[Start of Attachment]

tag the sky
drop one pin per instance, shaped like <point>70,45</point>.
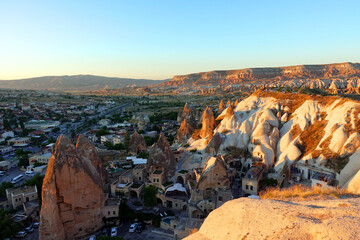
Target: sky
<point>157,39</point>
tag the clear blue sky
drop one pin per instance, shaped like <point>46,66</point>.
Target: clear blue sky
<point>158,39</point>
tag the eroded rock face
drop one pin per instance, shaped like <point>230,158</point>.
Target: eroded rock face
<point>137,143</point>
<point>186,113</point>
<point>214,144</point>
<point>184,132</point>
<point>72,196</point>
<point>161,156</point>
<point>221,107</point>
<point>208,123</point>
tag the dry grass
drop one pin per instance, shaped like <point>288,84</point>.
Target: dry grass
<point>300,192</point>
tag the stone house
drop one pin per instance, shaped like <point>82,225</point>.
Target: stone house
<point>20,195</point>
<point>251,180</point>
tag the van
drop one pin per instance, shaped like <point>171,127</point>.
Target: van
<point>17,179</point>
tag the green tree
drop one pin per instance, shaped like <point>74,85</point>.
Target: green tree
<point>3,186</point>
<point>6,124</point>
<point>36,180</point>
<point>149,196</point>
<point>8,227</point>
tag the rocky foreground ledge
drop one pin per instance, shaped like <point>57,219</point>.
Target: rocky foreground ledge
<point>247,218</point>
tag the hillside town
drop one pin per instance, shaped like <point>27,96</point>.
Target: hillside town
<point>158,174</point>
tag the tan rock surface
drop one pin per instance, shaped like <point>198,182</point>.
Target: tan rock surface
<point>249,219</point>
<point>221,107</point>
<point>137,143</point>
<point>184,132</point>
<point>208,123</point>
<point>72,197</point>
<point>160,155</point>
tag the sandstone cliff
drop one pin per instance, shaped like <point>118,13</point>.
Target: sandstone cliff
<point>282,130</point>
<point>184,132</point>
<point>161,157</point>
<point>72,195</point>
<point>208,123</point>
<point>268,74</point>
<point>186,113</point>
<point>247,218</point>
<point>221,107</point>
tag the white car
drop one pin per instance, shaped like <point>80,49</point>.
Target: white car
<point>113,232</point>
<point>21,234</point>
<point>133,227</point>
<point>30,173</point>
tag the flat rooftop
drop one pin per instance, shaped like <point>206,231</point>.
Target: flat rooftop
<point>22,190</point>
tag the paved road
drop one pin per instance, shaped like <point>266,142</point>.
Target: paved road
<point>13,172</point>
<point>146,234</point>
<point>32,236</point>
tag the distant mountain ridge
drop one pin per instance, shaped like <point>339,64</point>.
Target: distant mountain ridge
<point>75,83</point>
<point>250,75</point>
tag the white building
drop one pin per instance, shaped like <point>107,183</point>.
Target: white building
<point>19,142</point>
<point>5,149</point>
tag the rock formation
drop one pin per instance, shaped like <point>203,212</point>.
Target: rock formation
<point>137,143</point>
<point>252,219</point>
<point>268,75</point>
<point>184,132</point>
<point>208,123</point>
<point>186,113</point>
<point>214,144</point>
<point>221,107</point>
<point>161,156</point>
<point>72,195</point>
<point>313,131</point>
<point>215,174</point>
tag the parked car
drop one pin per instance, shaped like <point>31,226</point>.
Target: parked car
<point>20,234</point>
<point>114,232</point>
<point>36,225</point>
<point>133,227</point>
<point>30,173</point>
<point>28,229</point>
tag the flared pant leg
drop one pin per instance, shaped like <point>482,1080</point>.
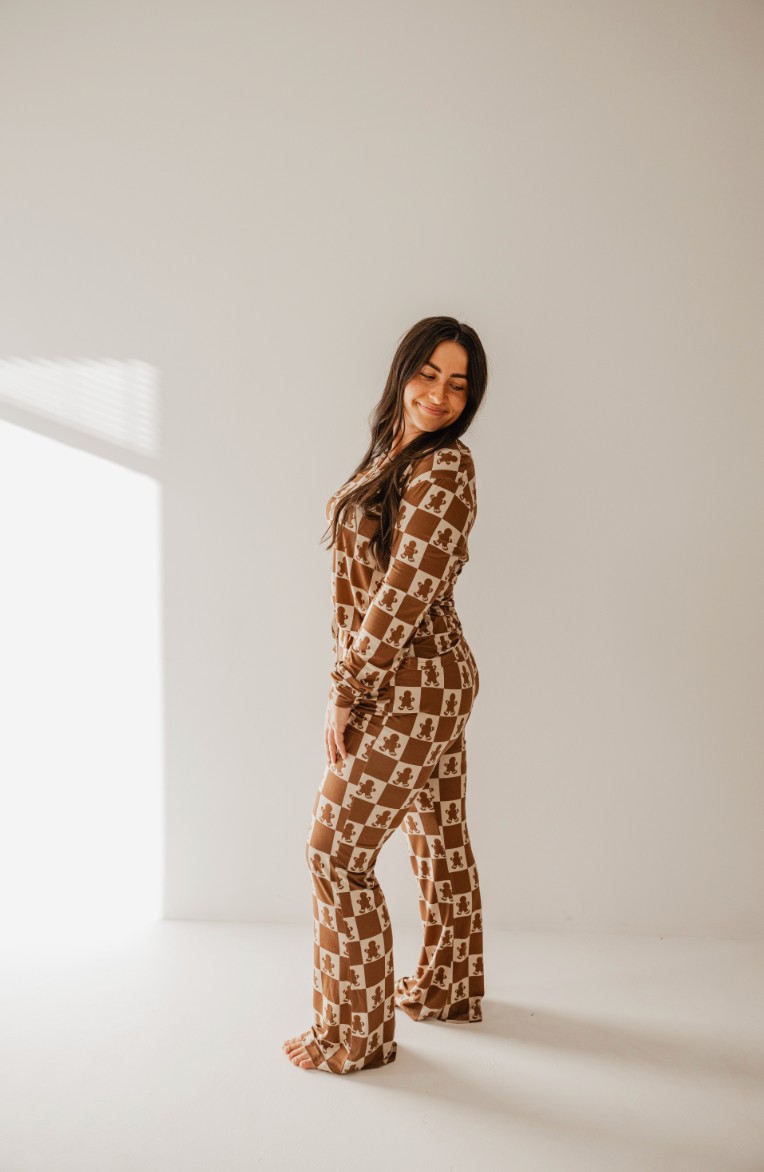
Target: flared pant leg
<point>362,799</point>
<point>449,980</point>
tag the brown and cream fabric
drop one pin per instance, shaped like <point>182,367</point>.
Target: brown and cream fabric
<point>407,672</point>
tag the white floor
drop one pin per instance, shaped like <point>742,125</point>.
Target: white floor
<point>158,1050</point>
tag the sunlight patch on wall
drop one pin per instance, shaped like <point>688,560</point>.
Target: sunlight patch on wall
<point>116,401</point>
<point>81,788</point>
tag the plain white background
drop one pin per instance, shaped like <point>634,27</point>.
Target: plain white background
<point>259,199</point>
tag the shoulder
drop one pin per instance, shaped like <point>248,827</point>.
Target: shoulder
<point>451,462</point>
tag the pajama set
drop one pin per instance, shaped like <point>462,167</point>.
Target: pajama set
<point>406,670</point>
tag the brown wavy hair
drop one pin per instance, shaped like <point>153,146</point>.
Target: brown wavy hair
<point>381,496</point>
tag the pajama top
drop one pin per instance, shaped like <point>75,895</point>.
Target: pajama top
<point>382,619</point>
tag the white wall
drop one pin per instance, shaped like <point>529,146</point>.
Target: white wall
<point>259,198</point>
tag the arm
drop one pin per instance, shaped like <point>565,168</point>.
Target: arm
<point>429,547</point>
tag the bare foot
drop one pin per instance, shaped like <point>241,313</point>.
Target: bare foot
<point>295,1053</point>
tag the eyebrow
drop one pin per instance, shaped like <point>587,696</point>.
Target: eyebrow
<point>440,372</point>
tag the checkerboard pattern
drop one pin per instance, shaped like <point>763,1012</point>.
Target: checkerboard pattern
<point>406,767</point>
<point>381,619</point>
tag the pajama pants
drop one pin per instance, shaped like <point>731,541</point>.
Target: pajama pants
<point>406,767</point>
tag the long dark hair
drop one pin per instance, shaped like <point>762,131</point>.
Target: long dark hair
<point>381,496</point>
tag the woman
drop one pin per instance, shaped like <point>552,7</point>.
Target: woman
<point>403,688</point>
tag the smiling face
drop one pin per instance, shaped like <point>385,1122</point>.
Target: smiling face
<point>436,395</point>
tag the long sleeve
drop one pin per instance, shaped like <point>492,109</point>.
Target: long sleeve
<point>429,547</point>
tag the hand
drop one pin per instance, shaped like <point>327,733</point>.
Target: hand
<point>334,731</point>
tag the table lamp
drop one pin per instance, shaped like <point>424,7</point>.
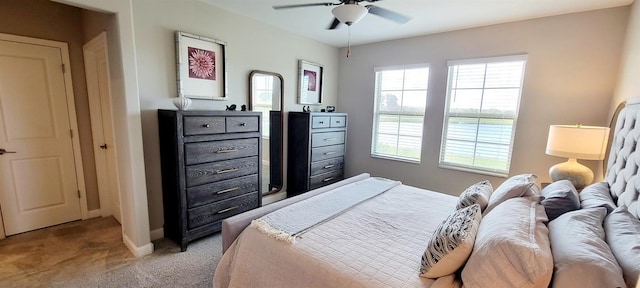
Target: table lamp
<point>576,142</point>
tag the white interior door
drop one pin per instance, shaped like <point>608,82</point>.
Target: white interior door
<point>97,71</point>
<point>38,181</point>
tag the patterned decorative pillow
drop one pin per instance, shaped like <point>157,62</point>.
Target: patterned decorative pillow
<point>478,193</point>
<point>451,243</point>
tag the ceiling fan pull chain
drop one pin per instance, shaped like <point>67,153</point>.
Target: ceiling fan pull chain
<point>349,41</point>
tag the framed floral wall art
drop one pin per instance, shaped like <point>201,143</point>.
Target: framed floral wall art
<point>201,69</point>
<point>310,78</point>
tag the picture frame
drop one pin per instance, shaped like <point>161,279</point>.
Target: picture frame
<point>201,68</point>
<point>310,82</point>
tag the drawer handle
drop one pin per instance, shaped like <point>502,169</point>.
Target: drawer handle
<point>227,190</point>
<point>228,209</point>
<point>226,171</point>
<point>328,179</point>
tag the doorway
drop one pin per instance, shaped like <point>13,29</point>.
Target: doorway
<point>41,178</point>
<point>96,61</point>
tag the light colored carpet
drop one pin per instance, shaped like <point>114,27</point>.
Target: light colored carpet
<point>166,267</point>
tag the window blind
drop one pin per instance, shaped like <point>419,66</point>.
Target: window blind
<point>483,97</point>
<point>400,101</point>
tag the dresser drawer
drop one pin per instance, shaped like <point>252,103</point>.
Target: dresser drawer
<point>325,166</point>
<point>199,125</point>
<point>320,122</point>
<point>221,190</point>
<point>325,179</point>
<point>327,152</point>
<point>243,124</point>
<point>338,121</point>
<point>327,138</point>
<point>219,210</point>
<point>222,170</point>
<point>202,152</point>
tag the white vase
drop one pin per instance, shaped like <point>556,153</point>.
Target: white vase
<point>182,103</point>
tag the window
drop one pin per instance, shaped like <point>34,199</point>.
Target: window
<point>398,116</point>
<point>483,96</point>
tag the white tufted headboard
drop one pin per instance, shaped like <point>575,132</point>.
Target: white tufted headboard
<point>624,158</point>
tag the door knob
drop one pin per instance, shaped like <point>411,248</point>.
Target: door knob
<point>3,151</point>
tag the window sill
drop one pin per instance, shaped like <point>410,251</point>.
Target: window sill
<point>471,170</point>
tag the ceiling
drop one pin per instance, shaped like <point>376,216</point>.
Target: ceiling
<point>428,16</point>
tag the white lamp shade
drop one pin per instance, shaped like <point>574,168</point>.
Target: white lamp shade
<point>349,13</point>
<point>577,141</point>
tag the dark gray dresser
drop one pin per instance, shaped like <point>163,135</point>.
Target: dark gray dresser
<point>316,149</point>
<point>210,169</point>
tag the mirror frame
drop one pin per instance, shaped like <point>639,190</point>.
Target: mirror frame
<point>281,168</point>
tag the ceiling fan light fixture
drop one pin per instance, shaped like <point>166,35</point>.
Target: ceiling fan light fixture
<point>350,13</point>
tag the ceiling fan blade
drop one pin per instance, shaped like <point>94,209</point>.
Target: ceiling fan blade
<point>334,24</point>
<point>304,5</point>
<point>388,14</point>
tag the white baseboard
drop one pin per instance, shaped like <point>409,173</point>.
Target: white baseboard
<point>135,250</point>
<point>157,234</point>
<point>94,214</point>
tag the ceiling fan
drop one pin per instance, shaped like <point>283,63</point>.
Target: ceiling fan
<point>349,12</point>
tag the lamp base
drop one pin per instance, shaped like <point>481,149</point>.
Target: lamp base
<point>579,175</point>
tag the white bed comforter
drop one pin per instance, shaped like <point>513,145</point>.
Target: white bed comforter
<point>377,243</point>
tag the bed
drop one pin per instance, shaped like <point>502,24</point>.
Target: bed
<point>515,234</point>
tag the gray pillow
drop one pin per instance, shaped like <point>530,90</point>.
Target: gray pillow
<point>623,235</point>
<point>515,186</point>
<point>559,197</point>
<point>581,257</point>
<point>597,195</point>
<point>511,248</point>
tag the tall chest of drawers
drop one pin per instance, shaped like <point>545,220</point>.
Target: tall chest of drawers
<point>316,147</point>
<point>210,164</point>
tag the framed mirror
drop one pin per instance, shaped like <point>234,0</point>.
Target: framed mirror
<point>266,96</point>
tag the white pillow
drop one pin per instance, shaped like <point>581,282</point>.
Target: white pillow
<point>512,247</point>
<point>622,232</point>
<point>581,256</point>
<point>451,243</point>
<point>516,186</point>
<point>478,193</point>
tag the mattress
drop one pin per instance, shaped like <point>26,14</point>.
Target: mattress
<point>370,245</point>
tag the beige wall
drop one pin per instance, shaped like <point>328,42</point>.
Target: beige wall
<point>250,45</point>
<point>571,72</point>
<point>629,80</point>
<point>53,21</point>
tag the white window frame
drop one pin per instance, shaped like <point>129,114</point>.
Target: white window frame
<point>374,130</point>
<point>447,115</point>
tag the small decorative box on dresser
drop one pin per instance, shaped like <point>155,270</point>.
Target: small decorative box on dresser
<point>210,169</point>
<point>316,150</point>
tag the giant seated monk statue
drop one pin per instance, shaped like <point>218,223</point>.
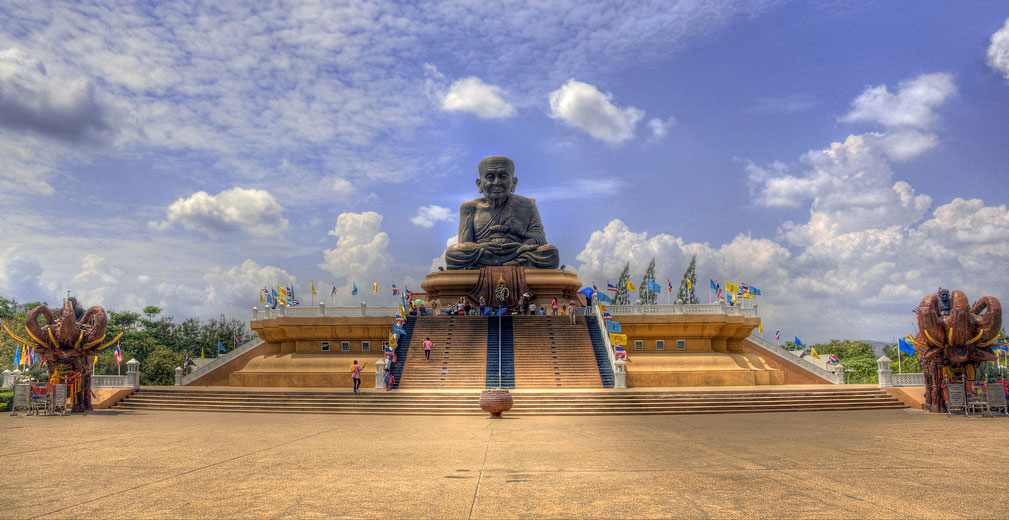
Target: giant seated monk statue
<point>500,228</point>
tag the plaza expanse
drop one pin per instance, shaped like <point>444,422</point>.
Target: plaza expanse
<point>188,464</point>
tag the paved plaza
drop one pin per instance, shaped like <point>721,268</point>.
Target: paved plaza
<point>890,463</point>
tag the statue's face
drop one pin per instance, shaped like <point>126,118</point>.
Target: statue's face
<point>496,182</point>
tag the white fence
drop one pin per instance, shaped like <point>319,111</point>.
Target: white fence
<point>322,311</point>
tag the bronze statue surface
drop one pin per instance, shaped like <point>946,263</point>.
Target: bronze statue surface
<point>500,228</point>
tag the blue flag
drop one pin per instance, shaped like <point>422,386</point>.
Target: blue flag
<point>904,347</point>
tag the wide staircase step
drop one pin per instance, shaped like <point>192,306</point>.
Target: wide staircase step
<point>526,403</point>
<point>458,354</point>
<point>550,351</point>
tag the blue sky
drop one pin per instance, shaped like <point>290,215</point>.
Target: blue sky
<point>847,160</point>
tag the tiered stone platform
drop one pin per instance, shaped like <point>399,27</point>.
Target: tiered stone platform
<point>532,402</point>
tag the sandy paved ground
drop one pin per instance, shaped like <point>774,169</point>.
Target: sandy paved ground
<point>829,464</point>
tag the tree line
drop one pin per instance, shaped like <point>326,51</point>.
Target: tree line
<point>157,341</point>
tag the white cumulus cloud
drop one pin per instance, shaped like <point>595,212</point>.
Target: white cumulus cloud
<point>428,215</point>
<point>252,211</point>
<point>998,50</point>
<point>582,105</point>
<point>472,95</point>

[End of Attachment]

**Prompt**
As listed above, the lines from the line with "drop one pin per instance, shaped like <point>742,125</point>." to the line with "tag the pajama top" are to be echoed exactly, with both ends included and nothing added.

**Task output**
drop one pin per instance, shaped like <point>742,125</point>.
Target: white floor
<point>158,1050</point>
tag the sunlight patch on wall
drop one pin per instance, shaped like <point>688,560</point>.
Target: sunlight patch on wall
<point>116,401</point>
<point>81,788</point>
tag the plain white background
drop one pin per instance, shaped like <point>634,27</point>.
Target: plain white background
<point>259,199</point>
tag the shoulder
drop one pin per instance, shaped like <point>248,827</point>.
Target: shoulder
<point>451,462</point>
tag the pajama set
drop one pin per instance, shaped like <point>462,167</point>.
Target: pajama set
<point>406,670</point>
tag the brown wavy hair
drop one pin per instance, shaped like <point>153,146</point>.
Target: brown wavy hair
<point>381,496</point>
tag the pajama top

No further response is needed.